* **Supplied text**
Segment Open

A Little Ray of Sunshine

Wednesday, September 19, 2007

Education

Last Saturday we went out to a lake near here. (There are about a thousand of these.) My husband fished. I picked rosehips. For about five hours. He caught two. I picked a couple quarts. Beau and Hemi 'fished' for about five minutes. Picked rosehips for about ten. Wandered up and down the shoreline the rest of the time. Fell in the lake. Cried. (The lakes here are cold.) Sat in the sun to dry off. Hummer stayed in the Kelty on my back except for nursing.
I got to thinking about the transmission of knowledge. I come from a University-Degree-is-Everything! background. It drives my folks just batty that my husband hasn't finished a college degree. But in all that college, I didn't learn anything about putting food on the table. Well, I take that back: I lived in a co-op dorm, and our cook had congestive heart failure one year. While she was in the hospital, the cafeteria at the main dorms took to sending over food. Inedible. I remember a batch of taco meat that was half raw and half burned. We girls took to cooking for ourselves. I learned how to cook for 52. But that wasn't a class.
I didn't learn about rosehips from my folks. I learned from a book. (At this point, I can't recall which. I was fascinated with pioneers as a child. Still am.) I think, for a society, this is a dangerous way to pass down knowledge to the next generation. It's good for the individual within the society who can seek out knowledge they don't have, but it's not good to rely on.
I've been studying lately on how cleaning and cleanliness were handled pre-antibiotics. Compared to our ancestresses, we are absolute slobs. We can rely on magic drugs to make the bacteria go away. Except that we can't anymore. But the old standards and techniques of cleanliness are gone, and except for book archives, no one remembers how it was done. (Which may be why we have so many antibiotic resistant strains: we have higher rates of infection.)
What if the books weren't there? What if I didn't have time to read them? I can see this happening easily: my husband has no time for reading. (His little computer repair business is keeping him up til 1 am most nights, after he's already worked eight or nine hours at his job.)
I am one of those people who is interested in absolutely everything. How do I transmit the things I learn to my children?
How do we define education? Is it that stuff you learn in a classroom that leads to a degree? Is it only when I thunk Beau down at his desk that he's getting educated? (For the record, sweeping is harder to teach than printing!)
I think literacy is one of the most important things he's learning. But I'm not sure. Sweeping might be. Recognizing rose hips and how to prepare them might be more important.
Books are so easily lost to us. The knowledge in our heads is not. How do we ensure that we pass to our children what they need to know? How do we make sure that we learn the things we ourselves need to know, when our ancestors have forgotten what they knew?

Segment Closed

* **Tasks**
1. Please reproduce word for word the passage of the education post that opens with the words containing "What if the" and closes with "teach than printing!)".
2. Resume the education post after its last sentence.
You won't need the material that comes next.

* **Raw data**

Segment Open

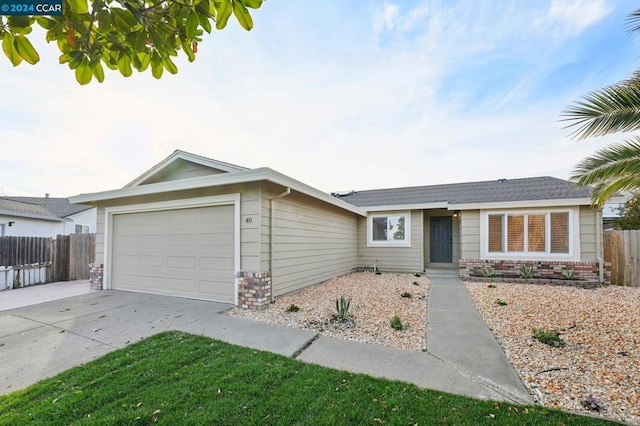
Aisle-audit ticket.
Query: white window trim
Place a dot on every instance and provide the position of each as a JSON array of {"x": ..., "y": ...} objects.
[
  {"x": 574, "y": 236},
  {"x": 215, "y": 200},
  {"x": 407, "y": 230}
]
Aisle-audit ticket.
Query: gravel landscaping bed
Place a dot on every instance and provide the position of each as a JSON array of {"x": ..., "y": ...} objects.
[
  {"x": 375, "y": 299},
  {"x": 599, "y": 366}
]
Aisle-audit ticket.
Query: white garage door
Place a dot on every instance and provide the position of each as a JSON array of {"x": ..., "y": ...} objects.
[{"x": 185, "y": 252}]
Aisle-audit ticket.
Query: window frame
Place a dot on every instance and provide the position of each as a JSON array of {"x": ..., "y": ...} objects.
[
  {"x": 389, "y": 243},
  {"x": 572, "y": 225}
]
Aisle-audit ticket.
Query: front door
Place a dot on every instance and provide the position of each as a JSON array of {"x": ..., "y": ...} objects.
[{"x": 441, "y": 239}]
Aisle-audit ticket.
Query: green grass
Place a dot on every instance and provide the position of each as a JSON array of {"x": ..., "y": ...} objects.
[{"x": 175, "y": 378}]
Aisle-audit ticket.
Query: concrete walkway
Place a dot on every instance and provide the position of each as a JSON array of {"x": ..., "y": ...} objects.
[{"x": 462, "y": 356}]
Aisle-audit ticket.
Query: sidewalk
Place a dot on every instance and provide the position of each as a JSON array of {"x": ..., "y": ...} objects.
[{"x": 32, "y": 295}]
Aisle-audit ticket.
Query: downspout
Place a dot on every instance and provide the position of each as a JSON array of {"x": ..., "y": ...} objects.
[
  {"x": 271, "y": 234},
  {"x": 599, "y": 255}
]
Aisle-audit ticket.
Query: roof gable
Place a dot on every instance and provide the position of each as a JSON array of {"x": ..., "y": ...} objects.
[
  {"x": 495, "y": 191},
  {"x": 183, "y": 165}
]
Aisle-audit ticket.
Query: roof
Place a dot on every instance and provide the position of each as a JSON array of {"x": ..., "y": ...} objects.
[
  {"x": 54, "y": 208},
  {"x": 494, "y": 191},
  {"x": 187, "y": 156}
]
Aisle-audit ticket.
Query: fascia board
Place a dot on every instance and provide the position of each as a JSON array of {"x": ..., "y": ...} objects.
[
  {"x": 247, "y": 176},
  {"x": 522, "y": 204},
  {"x": 33, "y": 216},
  {"x": 187, "y": 157},
  {"x": 393, "y": 207}
]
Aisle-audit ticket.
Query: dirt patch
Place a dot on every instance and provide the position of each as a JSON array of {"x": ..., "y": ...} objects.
[
  {"x": 375, "y": 299},
  {"x": 599, "y": 364}
]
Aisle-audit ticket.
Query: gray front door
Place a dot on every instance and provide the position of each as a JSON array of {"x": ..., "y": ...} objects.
[{"x": 440, "y": 240}]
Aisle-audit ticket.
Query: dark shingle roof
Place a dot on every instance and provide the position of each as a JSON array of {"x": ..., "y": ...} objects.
[
  {"x": 502, "y": 190},
  {"x": 59, "y": 207}
]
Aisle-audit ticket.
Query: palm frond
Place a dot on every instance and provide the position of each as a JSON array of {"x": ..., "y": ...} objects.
[
  {"x": 609, "y": 110},
  {"x": 610, "y": 170},
  {"x": 633, "y": 21}
]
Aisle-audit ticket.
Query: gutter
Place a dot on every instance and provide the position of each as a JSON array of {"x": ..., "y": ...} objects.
[
  {"x": 599, "y": 254},
  {"x": 272, "y": 220}
]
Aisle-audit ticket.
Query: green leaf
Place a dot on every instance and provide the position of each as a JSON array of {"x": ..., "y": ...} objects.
[
  {"x": 9, "y": 48},
  {"x": 191, "y": 25},
  {"x": 205, "y": 22},
  {"x": 253, "y": 4},
  {"x": 79, "y": 7},
  {"x": 84, "y": 73},
  {"x": 26, "y": 50},
  {"x": 98, "y": 71},
  {"x": 187, "y": 49},
  {"x": 243, "y": 15},
  {"x": 169, "y": 65},
  {"x": 224, "y": 12},
  {"x": 124, "y": 65},
  {"x": 156, "y": 65},
  {"x": 46, "y": 23}
]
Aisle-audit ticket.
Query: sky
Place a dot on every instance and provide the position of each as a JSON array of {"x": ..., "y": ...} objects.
[{"x": 341, "y": 95}]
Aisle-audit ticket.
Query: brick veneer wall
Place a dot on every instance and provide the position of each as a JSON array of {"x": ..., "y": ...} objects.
[
  {"x": 254, "y": 290},
  {"x": 96, "y": 276},
  {"x": 504, "y": 269}
]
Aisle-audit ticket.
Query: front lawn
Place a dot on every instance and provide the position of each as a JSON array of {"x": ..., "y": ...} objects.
[{"x": 177, "y": 378}]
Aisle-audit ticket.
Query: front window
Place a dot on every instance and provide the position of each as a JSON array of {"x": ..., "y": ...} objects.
[
  {"x": 389, "y": 229},
  {"x": 546, "y": 232}
]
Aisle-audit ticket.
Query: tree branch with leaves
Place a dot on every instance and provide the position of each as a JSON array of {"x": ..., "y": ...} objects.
[{"x": 123, "y": 35}]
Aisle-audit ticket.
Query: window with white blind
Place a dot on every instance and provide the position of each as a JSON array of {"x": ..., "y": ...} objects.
[{"x": 529, "y": 233}]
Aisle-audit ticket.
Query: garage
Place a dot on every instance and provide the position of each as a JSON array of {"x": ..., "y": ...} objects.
[{"x": 186, "y": 252}]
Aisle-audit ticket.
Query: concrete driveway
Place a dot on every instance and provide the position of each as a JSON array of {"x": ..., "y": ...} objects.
[{"x": 43, "y": 340}]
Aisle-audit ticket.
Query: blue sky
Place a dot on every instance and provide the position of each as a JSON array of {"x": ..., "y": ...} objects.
[{"x": 340, "y": 95}]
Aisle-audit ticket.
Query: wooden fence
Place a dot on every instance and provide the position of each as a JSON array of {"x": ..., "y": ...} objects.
[
  {"x": 34, "y": 260},
  {"x": 621, "y": 249}
]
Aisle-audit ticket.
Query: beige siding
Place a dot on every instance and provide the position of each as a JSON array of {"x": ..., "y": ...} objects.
[
  {"x": 455, "y": 246},
  {"x": 588, "y": 229},
  {"x": 249, "y": 218},
  {"x": 393, "y": 259},
  {"x": 181, "y": 169},
  {"x": 313, "y": 241},
  {"x": 470, "y": 234}
]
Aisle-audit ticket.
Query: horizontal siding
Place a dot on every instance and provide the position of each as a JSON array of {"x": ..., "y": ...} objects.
[
  {"x": 393, "y": 259},
  {"x": 588, "y": 217},
  {"x": 313, "y": 242},
  {"x": 470, "y": 234}
]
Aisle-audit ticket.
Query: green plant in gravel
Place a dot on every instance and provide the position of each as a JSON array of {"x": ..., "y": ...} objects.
[
  {"x": 188, "y": 379},
  {"x": 396, "y": 323},
  {"x": 488, "y": 272},
  {"x": 548, "y": 337},
  {"x": 293, "y": 308},
  {"x": 526, "y": 271},
  {"x": 342, "y": 309}
]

Segment Closed

* **Your written answers**
1.
What if the books weren't there? What if I didn't have time to read them? I can see this happening easily: my husband has no time for reading. (His little computer repair business is keeping him up til 1 am most nights, after he's already worked eight or nine hours at his job.)
I am one of those people who is interested in absolutely everything. How do I transmit the things I learn to my children?
How do we define education? Is it that stuff you learn in a classroom that leads to a degree? Is it only when I thunk Beau down at his desk that he's getting educated? (For the record, sweeping is harder to teach than printing!)

2.
(Ah, the miracle of the laptop: the power just went off. Hurray for batteries and wireless! This is a very common happening around here, as in multiple times a week.)

2 Comments:

  • At 8:31 PM, September 29, 2007, Blogger Unknown said…

    Hi Boysmom,

    Okay, I'm not sure how exactly I surfed on over to your site (let's see: Pearl's to Humble Musings to Casaubon's to You ~ I think). Anyways, in your comment at one of these sites, you mention singing all the verses to "They Built the Ship Titanic". WOW!! I didn't think anyone else knew that song but my sister, myself and anyone else who attended the same YMCA camp we did (in MI).

    Any of that sound familiar?? I have a terrible memory, but it was in MI, on a lake, at least one year I stayed there I was in the cabin "The Swamp". Oh, it all brings back so many terrific memories!

    I'm not sure of your age - I am 32, so this was quite a few years ago.

    Anyways, even if you have *no* idea what I'm talking about, thanks for the trip down memory lane.

    "Oh, it was sad (so sad)
    Oh, it was sad (so sad)
    It was sad when the great ship went down - to the bottom of the
    SEEEEEEEEEEEEAAAAAAAAA
    (husbands & wives, little children lost their lives)
    It was sad when the great ship went down: kerplunk, it sunk, like junk. Cha-cha-cha!"

    Thanks~
    Lori (aka: *Michigan Momma*)

     
  • At 10:01 AM, October 09, 2007, Blogger BoysMom said…

    Lori,
    That would be 'my' mother, who grew up in Kalamazoo and Northport!

    She is a few years older than you, and I think it was Girl Scout Camp, though it might have been Interlochen, but definitely Michigan.

    Did you also sing a song that starts "Desert silver-blue beneath the pale moonlight, Coyotes yappin' lazy on the hi-ill," or the Aspen Grove "Down yonder green valley where streamlets meander when twilight is fading I pensively roam,"?